Growing Betel Leaf (Piper sarmentosum) in Your Garden

Betel leaf, scientifically known as Piper sarmentosum, is a vibrant and versatile perennial creeper that not only adds aesthetic appeal to your garden but also contributes rich flavors to Southeast Asian cuisine. In this OrganicMotion article, we will delve into the botanical specifics, culinary uses, and planting guidelines to assist both novice and experienced gardeners in cultivating this delightful plant.

Botanical Overview

  • Botanical Name: Piper sarmentosum
  • Common Names: Wild pepper, kadok, bai cha plu, cha plu, bai som phou, sirih dudu, daun kaduk, betel pepper, la lot
  • Family: Piperaceae
  • Origin: Thailand and Vietnam

Plant Description

Betel leaf distinguishes itself from Betel pepper (Piper betle) and is an evergreen creeper reaching up to 90 cm. Featuring shiny heart-shaped leaves and small white flower spikes, it thrives in rich, well-drained soil with partial shade. While it prefers consistent moisture, it is sensitive to waterlogging. Although frost can damage leaves, a well-established plant survives. In colder areas, it can be cultivated in hanging baskets or large pots, moved to a sheltered spot during winter.

*WHAT THIS EXERCISE ASKS*.
**A.** Set down the passage of the betel leaf article that begins at the words "Botanical Overview" and stops after the words "spot during winter.", copying it unchanged.
**B.** Answer these questions from the betel leaf article:
(i) Which plant family does Piper sarmentosum belong to?
(ii) Where does the plant originate?
(iii) How tall can the creeper grow?
The data has no part in any of this work.

[Photo-based referring expression data]
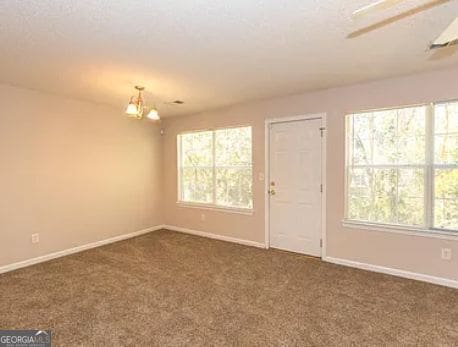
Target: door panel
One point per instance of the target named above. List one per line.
(295, 177)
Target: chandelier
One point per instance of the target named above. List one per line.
(136, 108)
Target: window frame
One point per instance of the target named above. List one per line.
(212, 206)
(427, 229)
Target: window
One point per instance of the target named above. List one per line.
(215, 168)
(402, 167)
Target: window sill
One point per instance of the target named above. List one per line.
(399, 229)
(244, 211)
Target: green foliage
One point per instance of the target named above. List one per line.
(388, 166)
(216, 167)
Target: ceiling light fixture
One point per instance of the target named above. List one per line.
(136, 108)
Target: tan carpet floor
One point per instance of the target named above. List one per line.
(171, 289)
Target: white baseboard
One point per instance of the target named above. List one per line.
(395, 272)
(46, 257)
(215, 236)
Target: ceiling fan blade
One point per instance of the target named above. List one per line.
(448, 38)
(376, 6)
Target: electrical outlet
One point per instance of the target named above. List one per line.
(446, 254)
(35, 238)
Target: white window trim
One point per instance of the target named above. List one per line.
(212, 206)
(427, 229)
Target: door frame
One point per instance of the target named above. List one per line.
(268, 122)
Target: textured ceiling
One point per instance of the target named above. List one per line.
(212, 53)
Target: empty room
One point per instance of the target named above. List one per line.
(229, 173)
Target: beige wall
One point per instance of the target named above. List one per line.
(74, 172)
(411, 253)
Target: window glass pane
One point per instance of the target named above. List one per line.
(446, 199)
(446, 134)
(389, 196)
(231, 165)
(411, 197)
(233, 147)
(196, 149)
(234, 187)
(388, 137)
(197, 184)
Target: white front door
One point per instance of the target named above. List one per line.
(295, 186)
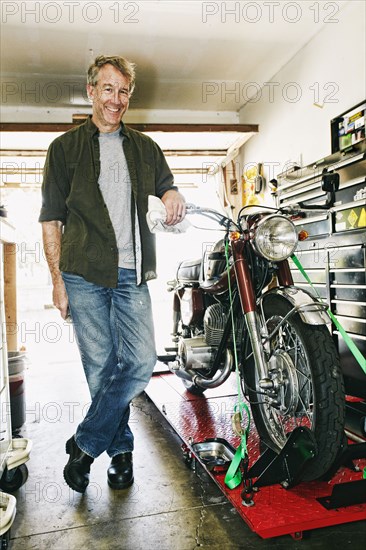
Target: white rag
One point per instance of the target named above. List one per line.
(156, 217)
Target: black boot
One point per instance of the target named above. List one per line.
(76, 471)
(120, 471)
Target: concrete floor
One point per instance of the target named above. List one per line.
(168, 507)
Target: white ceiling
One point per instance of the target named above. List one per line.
(189, 54)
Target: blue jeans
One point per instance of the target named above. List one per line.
(115, 335)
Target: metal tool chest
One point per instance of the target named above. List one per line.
(333, 255)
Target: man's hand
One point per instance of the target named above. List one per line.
(51, 232)
(60, 299)
(175, 205)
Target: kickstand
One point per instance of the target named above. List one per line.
(288, 466)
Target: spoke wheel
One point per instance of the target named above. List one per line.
(307, 386)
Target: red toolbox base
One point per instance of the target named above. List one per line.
(276, 511)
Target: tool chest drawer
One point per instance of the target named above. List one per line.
(355, 276)
(350, 309)
(355, 293)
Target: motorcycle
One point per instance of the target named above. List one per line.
(238, 304)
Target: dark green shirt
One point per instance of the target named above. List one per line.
(71, 194)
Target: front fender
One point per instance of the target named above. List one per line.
(311, 310)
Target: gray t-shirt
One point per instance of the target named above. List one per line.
(115, 185)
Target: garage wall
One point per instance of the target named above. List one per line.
(321, 81)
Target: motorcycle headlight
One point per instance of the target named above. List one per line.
(275, 238)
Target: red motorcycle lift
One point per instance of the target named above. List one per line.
(275, 503)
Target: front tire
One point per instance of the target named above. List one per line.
(308, 382)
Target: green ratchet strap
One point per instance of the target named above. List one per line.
(233, 475)
(352, 346)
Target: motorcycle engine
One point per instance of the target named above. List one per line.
(214, 323)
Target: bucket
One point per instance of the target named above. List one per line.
(16, 366)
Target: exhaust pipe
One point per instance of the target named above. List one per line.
(192, 376)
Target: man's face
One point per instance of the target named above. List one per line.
(110, 98)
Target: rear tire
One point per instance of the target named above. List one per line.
(305, 367)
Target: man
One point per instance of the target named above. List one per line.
(100, 253)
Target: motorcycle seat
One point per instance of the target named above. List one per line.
(189, 271)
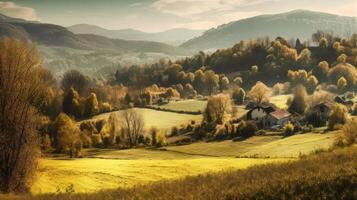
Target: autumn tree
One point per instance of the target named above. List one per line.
(224, 83)
(66, 134)
(211, 81)
(217, 108)
(338, 116)
(74, 79)
(342, 83)
(298, 103)
(133, 125)
(238, 95)
(92, 105)
(321, 70)
(20, 90)
(260, 93)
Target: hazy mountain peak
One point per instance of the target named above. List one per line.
(293, 24)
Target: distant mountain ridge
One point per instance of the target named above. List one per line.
(295, 24)
(172, 36)
(55, 35)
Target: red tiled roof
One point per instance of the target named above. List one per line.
(280, 114)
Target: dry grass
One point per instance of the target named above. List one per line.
(330, 175)
(261, 146)
(186, 105)
(90, 175)
(280, 100)
(159, 119)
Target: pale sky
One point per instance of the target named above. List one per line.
(159, 15)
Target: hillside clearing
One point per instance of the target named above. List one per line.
(280, 100)
(110, 169)
(261, 146)
(190, 105)
(328, 175)
(159, 119)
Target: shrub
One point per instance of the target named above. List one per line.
(46, 143)
(160, 140)
(348, 136)
(298, 103)
(354, 109)
(238, 96)
(220, 133)
(337, 116)
(174, 131)
(342, 83)
(315, 118)
(153, 133)
(288, 129)
(97, 140)
(86, 139)
(105, 107)
(247, 129)
(66, 132)
(217, 108)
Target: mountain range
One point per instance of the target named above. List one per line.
(295, 24)
(172, 36)
(58, 36)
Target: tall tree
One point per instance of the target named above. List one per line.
(133, 125)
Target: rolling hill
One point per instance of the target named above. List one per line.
(295, 24)
(58, 36)
(172, 36)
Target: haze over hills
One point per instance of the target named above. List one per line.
(55, 35)
(295, 24)
(172, 36)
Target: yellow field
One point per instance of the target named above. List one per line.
(109, 169)
(159, 119)
(94, 174)
(186, 105)
(261, 146)
(280, 100)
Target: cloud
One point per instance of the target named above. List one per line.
(218, 20)
(13, 10)
(189, 8)
(348, 9)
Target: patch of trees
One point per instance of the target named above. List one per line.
(256, 60)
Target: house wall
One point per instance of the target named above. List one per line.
(283, 121)
(258, 114)
(271, 121)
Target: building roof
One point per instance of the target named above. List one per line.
(325, 104)
(280, 114)
(267, 107)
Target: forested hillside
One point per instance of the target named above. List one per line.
(295, 24)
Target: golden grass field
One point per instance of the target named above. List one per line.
(190, 105)
(159, 119)
(261, 146)
(280, 100)
(109, 169)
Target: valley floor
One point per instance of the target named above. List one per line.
(110, 169)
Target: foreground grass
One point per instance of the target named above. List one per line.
(280, 100)
(330, 175)
(93, 174)
(110, 169)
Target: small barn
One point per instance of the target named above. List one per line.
(324, 108)
(259, 113)
(278, 118)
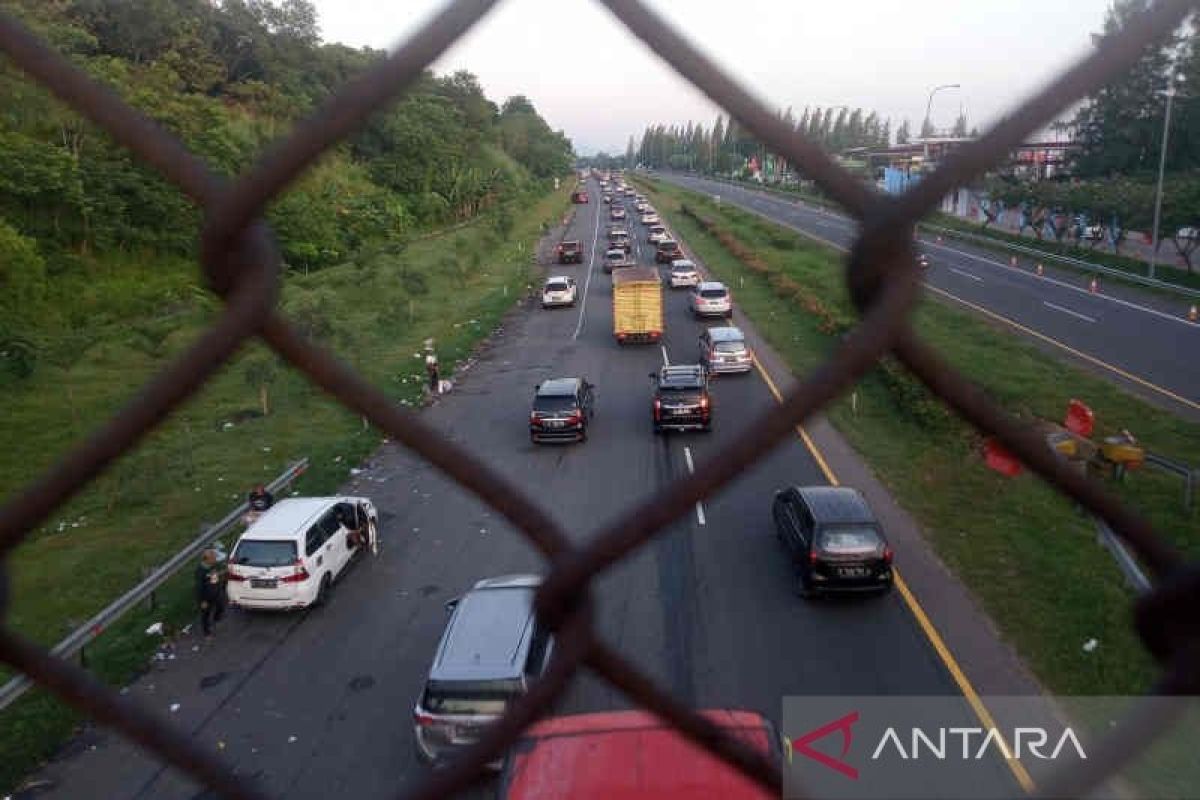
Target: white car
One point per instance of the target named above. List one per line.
(683, 274)
(712, 299)
(291, 555)
(558, 290)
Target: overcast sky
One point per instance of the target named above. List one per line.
(589, 77)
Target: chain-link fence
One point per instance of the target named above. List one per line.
(243, 266)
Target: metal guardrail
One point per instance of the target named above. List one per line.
(1075, 263)
(82, 636)
(1126, 561)
(1183, 470)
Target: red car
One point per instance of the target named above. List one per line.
(630, 755)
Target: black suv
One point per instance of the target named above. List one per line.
(834, 540)
(562, 408)
(681, 398)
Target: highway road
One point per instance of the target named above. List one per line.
(1137, 338)
(319, 704)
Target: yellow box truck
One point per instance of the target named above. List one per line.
(636, 305)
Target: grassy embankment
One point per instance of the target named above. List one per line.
(121, 324)
(1025, 552)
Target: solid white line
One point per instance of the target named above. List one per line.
(1067, 311)
(1127, 304)
(691, 468)
(933, 242)
(592, 260)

*COMPLETED EXERCISE*.
**A.**
Botanical Overview

  • Botanical Name: Piper sarmentosum
  • Common Names: Wild pepper, kadok, bai cha plu, cha plu, bai som phou, sirih dudu, daun kaduk, betel pepper, la lot
  • Family: Piperaceae
  • Origin: Thailand and Vietnam

Plant Description

Betel leaf distinguishes itself from Betel pepper (Piper betle) and is an evergreen creeper reaching up to 90 cm. Featuring shiny heart-shaped leaves and small white flower spikes, it thrives in rich, well-drained soil with partial shade. While it prefers consistent moisture, it is sensitive to waterlogging. Although frost can damage leaves, a well-established plant survives. In colder areas, it can be cultivated in hanging baskets or large pots, moved to a sheltered spot during winter.

**B.**
(i) Piperaceae
(ii) Thailand and Vietnam
(iii) Up to 90 cm